--- Source document Enclosed Below ---

Volkswagen plans to use silicon carbide (SiC) chips in its EVs.

News Analysis

26

Jun

2023

Volkswagen plans to use silicon carbide (SiC) chips in its EVs.

The German automotive OEM will use the chips in its premium segment.

Volkswagen plans to use silicon carbide (SiC) chips in its EVs for the first time in 2023, according to German media outlet The Pioneer.

The report suggested that the chips will initially only be used in the premium segment and that a new model incorporating the new SiC-based semiconductors will be unveiled later this year.

SiC (silicon carbide) is a compound semiconductor composed of silicon and carbide.  SiC has various advantages over silicon, including having ten times the breakdown electric field strength of silicon, making it possible to configure higher voltage (600V to thousands of V) power devices through a thinner drift layer and higher impurity concentration. Since most of the resistance component of high-voltage devices is located in the drift layer resistance, SiC makes it possible to achieve greater withstand voltages with extremely low ON-resistance per unit area.

--- End of Enclosed Source document ---
--- Extracted entries Enclosed Below ---

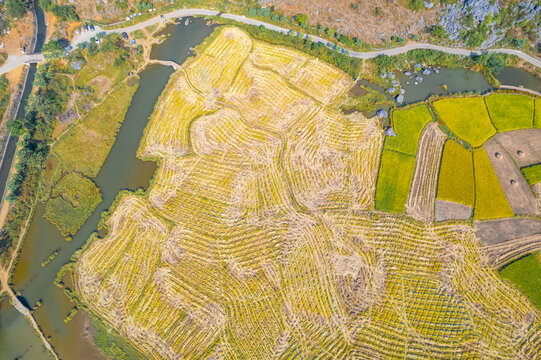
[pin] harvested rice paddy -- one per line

--- End of Enclosed Extracted entries ---
--- Extracted entries Enclosed Below ---

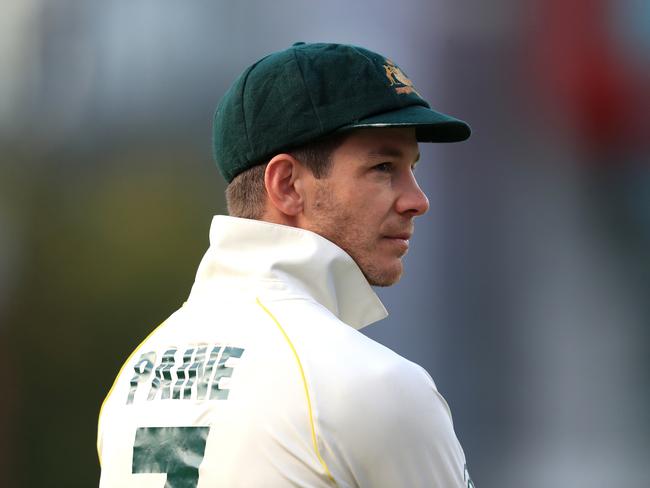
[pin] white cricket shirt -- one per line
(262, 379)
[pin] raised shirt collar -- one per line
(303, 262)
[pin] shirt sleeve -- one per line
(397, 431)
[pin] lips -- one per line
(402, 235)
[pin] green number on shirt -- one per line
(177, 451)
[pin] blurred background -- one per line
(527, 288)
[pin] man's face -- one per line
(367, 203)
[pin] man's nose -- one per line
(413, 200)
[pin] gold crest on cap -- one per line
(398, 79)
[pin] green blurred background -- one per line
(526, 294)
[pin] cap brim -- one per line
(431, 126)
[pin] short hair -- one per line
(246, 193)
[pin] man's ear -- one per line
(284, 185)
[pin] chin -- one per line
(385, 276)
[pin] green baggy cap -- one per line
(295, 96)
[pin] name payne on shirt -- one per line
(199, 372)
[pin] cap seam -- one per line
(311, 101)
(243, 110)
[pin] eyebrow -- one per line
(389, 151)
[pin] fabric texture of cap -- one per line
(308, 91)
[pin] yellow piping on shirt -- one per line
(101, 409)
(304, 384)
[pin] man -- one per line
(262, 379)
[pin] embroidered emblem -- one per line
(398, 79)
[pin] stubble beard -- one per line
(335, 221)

--- End of Enclosed Extracted entries ---

> **Task requirements**
[1] In the Volkswagen silicon carbide article, which claims does the text credit to the report by The Pioneer?
[2] Could you write the next few sentences of the Volkswagen silicon carbide article, picking up after its final sentence?
None of the data is needed for what comes next.

> **Outputs by task**
[1]
- Volkswagen will use silicon carbide (SiC) chips in its EVs for the first time in 2023.
- The chips will initially be used only in the premium segment.
- A new model incorporating the SiC-based semiconductors will be unveiled later this year.

[2]
Theoretically, the drift layer resistance per area can be reduced by 300x compared with silicon at the same withstand voltage, according to Rohm Semiconductor. The result is a breakthrough in performance, not yet possible with silicon, making it the most viable successor for next-generation power devices. A variety of polytypes (polymorphs) of SiC exists, each with different physical properties. Of these polytypes, 4H-SiC is the most ideal for power devices.

The demand for silicon in semiconductors has grown at a compound annual growth rate of 6.2% since 2000, underpinning the early growth of the polysilicon supply chain. Polysilicon is used in the production of silicon wafers, consumed either indirectly in mono-crystalline silicon wafers for use in semiconductors, or directly in the production of poly-crystalline silicon wafers for use in photovoltaic solar cells.